***** Estratto fornito *****
Un Cioccolatino Storico. “…Tutto sommato, la felicità è una piccola cosa”, storia di Trilussa il grande poeta romano
ROMA- Buongiorno carissimi lettori ma soprattutto benvenuti al consueto appuntamento con i racconti del Cioccolatino Storico. Il 26 ottobre del 1871 nacque a Roma Carlo Alberto Camillo Mariano Salustri: forse questo lungo nome non vi dice nulla di familiare, ma se lo accorciamo in questo modo, Trilussa, beh le cose cominciano a cambiare. Dopo il grande Giuseppe Gioacchino Belli, toccherò a Trilussa prendere la staffetta della poesia dialettale romanesca e sarà degno erede del Belli.
***** Materiale fornito *****
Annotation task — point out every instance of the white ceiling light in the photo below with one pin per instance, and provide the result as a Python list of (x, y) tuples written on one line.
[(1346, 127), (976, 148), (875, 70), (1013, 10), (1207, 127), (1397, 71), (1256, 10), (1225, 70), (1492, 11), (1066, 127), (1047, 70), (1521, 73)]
*****
* _Cosa fare_: Secondo l'estratto fornito, in quale giorno e in quale città nacque Trilussa?

* _Risultato corretto_: Trilussa nacque a Roma il 26 ottobre 1871.